- _Brano_:

=-=-=-=-=

D. Perché crede che il libero mercato e l’integrazione economica abbiano prodotto più conflitti?

R. Secondo le teorie mercatiste, il libero commercio avrebbe dovuto avere il pregio di limitare i conflitti e in caso di contrasto tra singole nazioni, la lobby silente di chi era interessato a mantenere aperto il canale commerciale avrebbe avuto la meglio. E invece stiamo assistendo alla dimensione economica che diventa un'ulteriore dimensione del conflitto che non è più quello tradizionalmente noto. Ma assume i contorni di una guerra ibrida, a cui prendono parte anche i media, dove giornali e commercio estero sono fattori determinanti nella dinamica conflittuale, come sta accedendo in Turchia.

D. Ad Ankara contano più le sviste ideologiche del Sultano o le cosiddette influenze esterne?

R. Certamente il “miracolo turco”, a cui abbiamo assistito nella forma di una sorta di nuova tigre mediorientale, sta mostrando tutti i suoi limiti. Se vi sono responsabiità del Sultano, esse vanno individuate nel nepotismo in campo economico, con nei posti chiave di settori strategici figure a lui legate da rapporti parentali. Un po'come era accaduto nell'Egitto dei Fratelli Musulmani. Non va sottaciuto il tema del conflitto aperto con la Siria, a cui sommare questo disallineamento tra l'agenda Trump per la risoluzione del conflitto e le prerogative individuate dall'amministrazione Obama. Ciò potrebbe però spingere Ankara sempre più nelle braccia di Putin, con cui esistono canali di comunicazione molto forti anche se non palesi.

D. Quanto sta influendo la partita dei flussi, migratori e finanziari?
R. Nel libro descrivo la globalizzazione come un mondo plasmato proprio dai flussi che sono stati poderosi. Prima della caduta del Muro di Berlino erano sotterranei, come fiumi carsici: poi sono stati determinanti nel segnare l'esito del titanico confronto tra ovest ed est, portando così al crollo del Muro di cui in questi giorni si festeggia l'anniversario della costruzione, il 13 agosto 1961. Considero i flussi gli elementi principali della globalizzazione.

=-=-=-=-=

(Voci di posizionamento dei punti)
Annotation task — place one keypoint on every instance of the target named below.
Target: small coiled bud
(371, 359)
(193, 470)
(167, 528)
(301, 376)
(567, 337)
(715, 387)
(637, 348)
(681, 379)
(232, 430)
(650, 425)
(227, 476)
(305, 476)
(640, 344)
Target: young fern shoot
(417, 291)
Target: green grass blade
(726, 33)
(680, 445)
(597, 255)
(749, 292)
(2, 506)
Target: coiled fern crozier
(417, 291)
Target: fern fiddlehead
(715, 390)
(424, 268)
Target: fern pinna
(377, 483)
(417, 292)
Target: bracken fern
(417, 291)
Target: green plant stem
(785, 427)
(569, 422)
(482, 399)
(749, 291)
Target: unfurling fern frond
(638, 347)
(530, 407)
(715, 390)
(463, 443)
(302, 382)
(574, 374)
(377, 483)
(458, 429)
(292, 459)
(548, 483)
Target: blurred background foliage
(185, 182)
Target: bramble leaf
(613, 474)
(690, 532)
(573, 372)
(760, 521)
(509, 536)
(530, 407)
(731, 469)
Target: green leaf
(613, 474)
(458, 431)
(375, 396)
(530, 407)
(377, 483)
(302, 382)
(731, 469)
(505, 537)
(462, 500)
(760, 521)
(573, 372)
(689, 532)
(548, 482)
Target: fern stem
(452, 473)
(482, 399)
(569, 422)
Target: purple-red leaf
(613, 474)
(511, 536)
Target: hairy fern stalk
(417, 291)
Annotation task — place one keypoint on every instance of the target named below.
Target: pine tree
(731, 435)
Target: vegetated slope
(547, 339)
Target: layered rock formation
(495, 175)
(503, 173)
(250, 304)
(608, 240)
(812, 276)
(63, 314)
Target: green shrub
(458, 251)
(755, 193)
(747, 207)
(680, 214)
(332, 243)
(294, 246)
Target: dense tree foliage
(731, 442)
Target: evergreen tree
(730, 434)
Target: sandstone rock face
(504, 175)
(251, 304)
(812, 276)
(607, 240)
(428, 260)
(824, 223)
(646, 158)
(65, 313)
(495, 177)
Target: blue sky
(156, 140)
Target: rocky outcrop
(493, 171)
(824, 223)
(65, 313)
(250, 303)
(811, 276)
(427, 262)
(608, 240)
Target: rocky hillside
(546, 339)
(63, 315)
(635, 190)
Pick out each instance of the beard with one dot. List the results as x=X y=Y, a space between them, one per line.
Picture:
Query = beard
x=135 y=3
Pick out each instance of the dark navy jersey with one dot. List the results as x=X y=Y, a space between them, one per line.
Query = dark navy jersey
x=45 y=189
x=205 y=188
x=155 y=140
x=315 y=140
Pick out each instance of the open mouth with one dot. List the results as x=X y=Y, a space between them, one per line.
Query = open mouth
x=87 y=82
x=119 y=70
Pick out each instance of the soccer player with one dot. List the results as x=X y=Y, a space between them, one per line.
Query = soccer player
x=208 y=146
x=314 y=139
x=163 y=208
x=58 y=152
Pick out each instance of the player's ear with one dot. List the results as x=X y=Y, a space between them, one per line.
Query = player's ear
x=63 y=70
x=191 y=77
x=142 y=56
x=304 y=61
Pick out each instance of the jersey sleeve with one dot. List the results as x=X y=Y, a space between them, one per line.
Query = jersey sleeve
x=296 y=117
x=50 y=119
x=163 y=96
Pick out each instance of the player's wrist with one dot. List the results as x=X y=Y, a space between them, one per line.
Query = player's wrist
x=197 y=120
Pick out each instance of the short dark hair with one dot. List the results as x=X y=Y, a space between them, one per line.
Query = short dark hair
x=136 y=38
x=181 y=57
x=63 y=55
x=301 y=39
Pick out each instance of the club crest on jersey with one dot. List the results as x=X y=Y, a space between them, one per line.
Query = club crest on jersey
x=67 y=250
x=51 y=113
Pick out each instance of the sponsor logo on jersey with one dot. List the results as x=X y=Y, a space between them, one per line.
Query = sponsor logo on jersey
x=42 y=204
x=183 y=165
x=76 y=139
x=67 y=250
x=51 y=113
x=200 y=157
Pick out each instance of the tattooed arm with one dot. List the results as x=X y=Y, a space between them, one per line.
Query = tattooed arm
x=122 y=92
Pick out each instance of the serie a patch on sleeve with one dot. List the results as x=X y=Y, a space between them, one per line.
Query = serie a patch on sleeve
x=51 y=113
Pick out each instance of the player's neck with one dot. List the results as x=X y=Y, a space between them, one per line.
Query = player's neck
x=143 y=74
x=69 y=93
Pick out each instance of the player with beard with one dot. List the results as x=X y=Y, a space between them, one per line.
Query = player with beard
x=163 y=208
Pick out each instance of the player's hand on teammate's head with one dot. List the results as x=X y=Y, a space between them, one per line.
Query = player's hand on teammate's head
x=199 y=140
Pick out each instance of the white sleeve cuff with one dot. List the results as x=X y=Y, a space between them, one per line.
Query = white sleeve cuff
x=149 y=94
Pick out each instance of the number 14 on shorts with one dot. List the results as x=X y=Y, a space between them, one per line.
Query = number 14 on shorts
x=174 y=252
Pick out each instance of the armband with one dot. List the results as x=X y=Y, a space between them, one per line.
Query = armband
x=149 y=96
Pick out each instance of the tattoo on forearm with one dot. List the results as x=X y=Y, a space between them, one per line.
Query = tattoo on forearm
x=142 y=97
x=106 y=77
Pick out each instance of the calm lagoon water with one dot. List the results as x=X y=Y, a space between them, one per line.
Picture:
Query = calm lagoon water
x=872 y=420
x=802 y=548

=-=-=-=-=

- _Esercizi proposti_:
[a] Riproduci fedelmente il tratto dell'intervista sulla globalizzazione che va da "D. Ad Ankara" fino a "se non palesi.".
[b] Scrivi il seguito dell'intervista sulla globalizzazione, partendo subito dopo l'ultima frase riportata.

- _Risposte finali_:
[a]
D. Ad Ankara contano più le sviste ideologiche del Sultano o le cosiddette influenze esterne?

R. Certamente il “miracolo turco”, a cui abbiamo assistito nella forma di una sorta di nuova tigre mediorientale, sta mostrando tutti i suoi limiti. Se vi sono responsabiità del Sultano, esse vanno individuate nel nepotismo in campo economico, con nei posti chiave di settori strategici figure a lui legate da rapporti parentali. Un po'come era accaduto nell'Egitto dei Fratelli Musulmani. Non va sottaciuto il tema del conflitto aperto con la Siria, a cui sommare questo disallineamento tra l'agenda Trump per la risoluzione del conflitto e le prerogative individuate dall'amministrazione Obama. Ciò potrebbe però spingere Ankara sempre più nelle braccia di Putin, con cui esistono canali di comunicazione molto forti anche se non palesi.

[b]
D. Per quali ragioni?

R. Ai flussi di persone e denari, aggiungerei quelli di merci e delle informazioni, reso esponenziale dalla rete delle reti, con il sistema dei social. Questi sono punti centrali. Ma è pur vero che stiamo vivendo una fase di anti globalismo galoppante: in primis abbiamo i flussi di uomini che vanno dalla campagna alla città. Lo dimostra il dato che vuole, per la prima volta da decenni, il numero di uomini che vivono nelle città superiore a quello di chi vive in campagna. Poi abbiamo lo spostamento di flussi dai sud del mondo verso i nord del mondo.

Ma mentre i flussi interstatuali in realtà come India e Cina si mantengono costanti, quelli dai sud verso i nord del mondo trovano sul proprio cammino molteplici ostacoli, quindi si erigono i muri, che evidentemente non ci sono solo tra Messico e Usa. Ogni paese attraversato da questi flussi ingenera una risposta, ma essendo flussi poderosi nessuno sa se questi argini saranno in grado di contenerli. Lo stesso vale nell'ambito finanziario.

D. Delocalizzazioni e speculazioni?

R. E anche i dazi di Trump e le risposte eurocinesi: non sono che un corollario di questo percorso.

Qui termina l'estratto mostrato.